>> begin Source text
2. The method as recited in claim 1, further comprising:
after the step of removing, identifying to a user any remaining inserted synchronization statements.
3. The method as recited in claim 1, wherein said identifying comprises:
identifying a line number of the inserted synchronization statement and identifying line numbers of conflicting memory accesses separated by the inserted synchronization statement.
4. The method as recited in claim 1, wherein a convergent statement is a statement reached by all threads or by no thread, when the program file is executed on a single instruction, multiple thread processor.
5. The method as recited in claim 1, further comprising:
inserting a synchronization statement before a first statement of the program file and after a final statement of the program file.
6. The method as recited in claim 1, wherein a synchronization statement is removed if it does not separate conflicting memory accesses between threads when the program file is executed on a single instruction, multiple thread processor.
7. The method recited in claim 6, wherein conflicting memory accesses are operations that gain access to a common address in shared memory and one of the operations is a write operation.
8. A system comprising:
a program file database; and
a synchronization statement insertion tool configured to:
read a program file from the program file database;
determine one or more convergent statements in the program file;
insert one or more synchronization statements in the program file between the determined convergent statements;
remove one or more of the inserted synchronization statements; and
write the modified program file to the program file database.
9. The system as recited in claim 8, wherein the synchronization statement insertion tool is further configured to:
after removing one or more of the inserted synchronization statements, identify to a user any remaining inserted synchronization statements.
10. The system as recited in claim 9, wherein the synchronization statement insertion tool is further configured to identify an inserted synchronization statement by:
identifying a line number of the inserted synchronization statement, and
identifying line numbers of conflicting memory accesses separated by the inserted synchronization statement.
11. The system as recited in claim 8, wherein a convergent statement is a statement reached by all threads or by no thread, when the program file is executed on a single instruction, multiple thread processor.
12. The system as recited in claim 10, wherein the synchronization statement insertion tool is further configured to insert a synchronization statement before a first statement of the program file and after a final statement of the program file.
13. The system as recited in claim 7, wherein a synchronization statement is removed if it does not separate conflicting memory accesses between threads when the program file is executed on a single instruction, multiple thread processor.
>> end Source text
§ **Written instruction A**:
Answer these questions from the patent claims:
(i) What is a convergent statement?
(ii) What makes two memory accesses conflicting?
(iii) In claim 5, where is a synchronization statement inserted?
§ **Written instruction B**: Extend the patent claims on synchronization statement insertion, starting after claim 13.
>> begin Records shown
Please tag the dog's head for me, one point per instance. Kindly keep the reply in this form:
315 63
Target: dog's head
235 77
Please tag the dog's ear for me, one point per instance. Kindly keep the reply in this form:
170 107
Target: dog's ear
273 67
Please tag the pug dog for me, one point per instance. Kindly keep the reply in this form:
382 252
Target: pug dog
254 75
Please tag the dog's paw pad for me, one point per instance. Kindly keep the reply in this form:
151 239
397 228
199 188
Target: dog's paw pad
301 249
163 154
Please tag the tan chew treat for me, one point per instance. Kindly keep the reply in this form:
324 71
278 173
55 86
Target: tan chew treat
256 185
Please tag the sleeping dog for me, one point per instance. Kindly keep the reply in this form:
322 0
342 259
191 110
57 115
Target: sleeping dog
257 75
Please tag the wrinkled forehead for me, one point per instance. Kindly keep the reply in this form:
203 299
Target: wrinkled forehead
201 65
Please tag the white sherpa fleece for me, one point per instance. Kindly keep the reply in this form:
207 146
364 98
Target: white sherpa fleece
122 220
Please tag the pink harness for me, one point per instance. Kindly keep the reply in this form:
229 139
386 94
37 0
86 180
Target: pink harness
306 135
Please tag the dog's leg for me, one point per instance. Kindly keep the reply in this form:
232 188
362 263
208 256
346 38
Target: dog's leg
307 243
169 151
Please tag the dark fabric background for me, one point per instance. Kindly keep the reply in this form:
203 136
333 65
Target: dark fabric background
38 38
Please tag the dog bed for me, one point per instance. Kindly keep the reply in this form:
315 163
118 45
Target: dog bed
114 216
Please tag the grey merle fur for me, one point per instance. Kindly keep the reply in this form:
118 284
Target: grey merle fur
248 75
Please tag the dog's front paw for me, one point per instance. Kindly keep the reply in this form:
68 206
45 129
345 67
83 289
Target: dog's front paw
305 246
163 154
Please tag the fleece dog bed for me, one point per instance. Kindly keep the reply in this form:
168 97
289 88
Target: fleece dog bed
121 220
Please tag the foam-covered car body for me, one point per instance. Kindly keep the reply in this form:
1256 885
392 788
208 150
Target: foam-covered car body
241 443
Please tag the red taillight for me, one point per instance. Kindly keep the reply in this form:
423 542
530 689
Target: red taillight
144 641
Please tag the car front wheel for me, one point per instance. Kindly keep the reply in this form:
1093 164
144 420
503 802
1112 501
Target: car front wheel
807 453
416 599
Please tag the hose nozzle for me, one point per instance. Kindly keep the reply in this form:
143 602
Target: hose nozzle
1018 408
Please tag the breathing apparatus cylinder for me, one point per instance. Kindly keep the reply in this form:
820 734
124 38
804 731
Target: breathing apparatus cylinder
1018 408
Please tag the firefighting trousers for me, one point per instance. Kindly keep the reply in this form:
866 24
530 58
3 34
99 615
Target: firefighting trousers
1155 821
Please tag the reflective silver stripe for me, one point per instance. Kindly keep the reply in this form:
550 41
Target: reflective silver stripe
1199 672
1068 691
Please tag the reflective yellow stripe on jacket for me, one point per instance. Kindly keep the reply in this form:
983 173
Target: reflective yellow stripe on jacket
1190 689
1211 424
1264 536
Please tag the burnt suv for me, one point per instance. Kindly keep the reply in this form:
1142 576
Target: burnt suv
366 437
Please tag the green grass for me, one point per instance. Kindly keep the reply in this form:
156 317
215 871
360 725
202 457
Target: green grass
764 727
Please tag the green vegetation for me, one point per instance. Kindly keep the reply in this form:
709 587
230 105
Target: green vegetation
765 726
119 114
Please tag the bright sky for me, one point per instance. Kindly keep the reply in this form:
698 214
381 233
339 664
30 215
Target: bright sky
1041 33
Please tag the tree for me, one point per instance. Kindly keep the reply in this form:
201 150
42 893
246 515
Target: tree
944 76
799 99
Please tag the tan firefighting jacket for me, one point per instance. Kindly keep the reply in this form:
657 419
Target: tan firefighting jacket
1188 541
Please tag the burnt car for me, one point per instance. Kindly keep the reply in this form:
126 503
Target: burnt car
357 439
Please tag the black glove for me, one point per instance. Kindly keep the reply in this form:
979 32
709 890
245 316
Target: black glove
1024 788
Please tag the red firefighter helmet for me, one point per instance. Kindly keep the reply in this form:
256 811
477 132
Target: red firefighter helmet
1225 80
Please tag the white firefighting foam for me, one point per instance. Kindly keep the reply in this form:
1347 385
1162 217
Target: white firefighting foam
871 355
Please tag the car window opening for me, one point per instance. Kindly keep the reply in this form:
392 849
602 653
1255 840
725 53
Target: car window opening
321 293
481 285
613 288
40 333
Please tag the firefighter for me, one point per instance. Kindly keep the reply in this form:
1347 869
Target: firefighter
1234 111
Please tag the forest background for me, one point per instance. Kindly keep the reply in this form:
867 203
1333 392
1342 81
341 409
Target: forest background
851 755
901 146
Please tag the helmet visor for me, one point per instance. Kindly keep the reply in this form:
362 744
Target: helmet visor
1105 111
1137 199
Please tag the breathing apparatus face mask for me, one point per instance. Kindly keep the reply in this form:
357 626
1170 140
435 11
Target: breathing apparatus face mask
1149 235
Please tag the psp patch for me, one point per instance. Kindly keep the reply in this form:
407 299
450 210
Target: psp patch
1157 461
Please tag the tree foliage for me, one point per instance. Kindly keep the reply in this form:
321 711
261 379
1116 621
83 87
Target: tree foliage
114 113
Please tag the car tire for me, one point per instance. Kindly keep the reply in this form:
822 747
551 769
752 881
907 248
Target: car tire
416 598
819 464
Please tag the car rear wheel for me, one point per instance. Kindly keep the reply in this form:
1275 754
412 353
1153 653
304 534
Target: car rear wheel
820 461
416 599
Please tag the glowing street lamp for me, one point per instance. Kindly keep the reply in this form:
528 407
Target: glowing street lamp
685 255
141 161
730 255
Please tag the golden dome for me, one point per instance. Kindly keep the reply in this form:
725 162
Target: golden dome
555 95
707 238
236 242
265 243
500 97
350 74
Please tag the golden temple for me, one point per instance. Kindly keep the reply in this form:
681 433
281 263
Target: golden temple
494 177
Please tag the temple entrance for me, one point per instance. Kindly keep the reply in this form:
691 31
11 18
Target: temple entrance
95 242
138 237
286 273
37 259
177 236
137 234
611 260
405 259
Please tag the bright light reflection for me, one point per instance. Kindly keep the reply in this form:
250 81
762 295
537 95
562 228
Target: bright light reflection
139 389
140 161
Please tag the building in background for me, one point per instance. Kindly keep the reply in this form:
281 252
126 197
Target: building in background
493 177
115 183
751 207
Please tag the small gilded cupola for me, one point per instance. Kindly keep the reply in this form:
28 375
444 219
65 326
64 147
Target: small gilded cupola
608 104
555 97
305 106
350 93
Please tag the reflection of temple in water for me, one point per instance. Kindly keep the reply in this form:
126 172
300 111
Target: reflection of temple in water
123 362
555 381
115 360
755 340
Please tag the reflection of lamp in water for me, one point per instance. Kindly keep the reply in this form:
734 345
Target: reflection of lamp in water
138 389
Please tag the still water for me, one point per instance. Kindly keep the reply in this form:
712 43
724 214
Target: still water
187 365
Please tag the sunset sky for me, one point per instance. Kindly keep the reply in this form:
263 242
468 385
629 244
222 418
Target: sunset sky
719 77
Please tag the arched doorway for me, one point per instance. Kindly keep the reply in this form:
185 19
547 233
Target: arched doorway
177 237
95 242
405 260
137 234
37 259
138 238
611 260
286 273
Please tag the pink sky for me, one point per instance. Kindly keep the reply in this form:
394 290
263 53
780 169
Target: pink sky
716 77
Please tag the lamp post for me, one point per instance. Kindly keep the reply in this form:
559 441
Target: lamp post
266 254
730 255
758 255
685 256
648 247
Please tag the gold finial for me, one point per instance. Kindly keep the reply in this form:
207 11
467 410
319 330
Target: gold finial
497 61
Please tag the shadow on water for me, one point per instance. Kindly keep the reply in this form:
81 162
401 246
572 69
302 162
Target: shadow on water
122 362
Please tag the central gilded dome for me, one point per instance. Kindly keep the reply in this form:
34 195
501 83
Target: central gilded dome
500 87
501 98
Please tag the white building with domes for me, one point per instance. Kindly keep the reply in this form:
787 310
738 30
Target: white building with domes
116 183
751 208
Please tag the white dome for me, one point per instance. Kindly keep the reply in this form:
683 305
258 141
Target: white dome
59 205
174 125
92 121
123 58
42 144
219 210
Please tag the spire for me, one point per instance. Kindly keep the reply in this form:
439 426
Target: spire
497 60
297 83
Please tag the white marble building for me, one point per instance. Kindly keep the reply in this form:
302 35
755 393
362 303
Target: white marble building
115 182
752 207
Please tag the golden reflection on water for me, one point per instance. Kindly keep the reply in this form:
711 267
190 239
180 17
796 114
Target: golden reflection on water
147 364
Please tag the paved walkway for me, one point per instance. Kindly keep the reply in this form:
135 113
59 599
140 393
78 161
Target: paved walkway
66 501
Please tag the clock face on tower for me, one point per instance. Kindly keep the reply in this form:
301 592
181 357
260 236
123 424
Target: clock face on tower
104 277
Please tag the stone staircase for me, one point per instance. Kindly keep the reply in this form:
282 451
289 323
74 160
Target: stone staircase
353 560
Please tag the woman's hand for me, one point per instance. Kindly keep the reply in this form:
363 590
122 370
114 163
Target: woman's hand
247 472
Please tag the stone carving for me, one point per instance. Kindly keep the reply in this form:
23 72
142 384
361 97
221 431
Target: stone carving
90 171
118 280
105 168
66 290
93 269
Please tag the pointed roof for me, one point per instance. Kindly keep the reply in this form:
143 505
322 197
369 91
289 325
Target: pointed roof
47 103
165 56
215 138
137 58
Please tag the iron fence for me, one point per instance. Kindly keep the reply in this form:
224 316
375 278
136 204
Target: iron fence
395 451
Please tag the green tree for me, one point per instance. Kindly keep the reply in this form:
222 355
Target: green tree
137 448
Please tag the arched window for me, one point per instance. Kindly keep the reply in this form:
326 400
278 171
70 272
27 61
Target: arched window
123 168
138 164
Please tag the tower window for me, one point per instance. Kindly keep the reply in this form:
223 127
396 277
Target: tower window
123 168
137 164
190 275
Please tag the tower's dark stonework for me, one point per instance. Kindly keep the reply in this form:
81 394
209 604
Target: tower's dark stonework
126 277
>> end Records shown
§ **Final result A**:
(i) A statement reached by all threads or by no thread when the program file is executed on a single instruction, multiple thread processor.
(ii) They are operations that access a common address in shared memory, and one of them is a write operation.
(iii) Before the first statement of the program file and after its final statement.

§ **Final result B**:
14. The system as recited in claim 13, wherein conflicting memory accesses are operations that gain access to a common address in shared memory and one of the operations is a write operation.
15. A non-transitory, computer readable medium storing instructions that, when executed by a processing system, cause the processing system to insert synchronization statements in a program file by performing the steps of:
reading a program file;
determining one or more convergent statements in the program file;
inserting one or more synchronization statements in the program file between the determined convergent statements;
removing one or more of the inserted synchronization statements; and
writing the modified program file.
16. The computer readable medium as recited in claim 15, wherein the steps further comprise:
after the step of removing, identifying to a user any remaining inserted synchronization statements.
17. The computer readable medium as recited in claim 16, wherein identifying an inserted synchronization statement comprises:
identifying a line number of the inserted synchronization statement and identifying line numbers of conflicting memory accesses separated by the inserted synchronization statement.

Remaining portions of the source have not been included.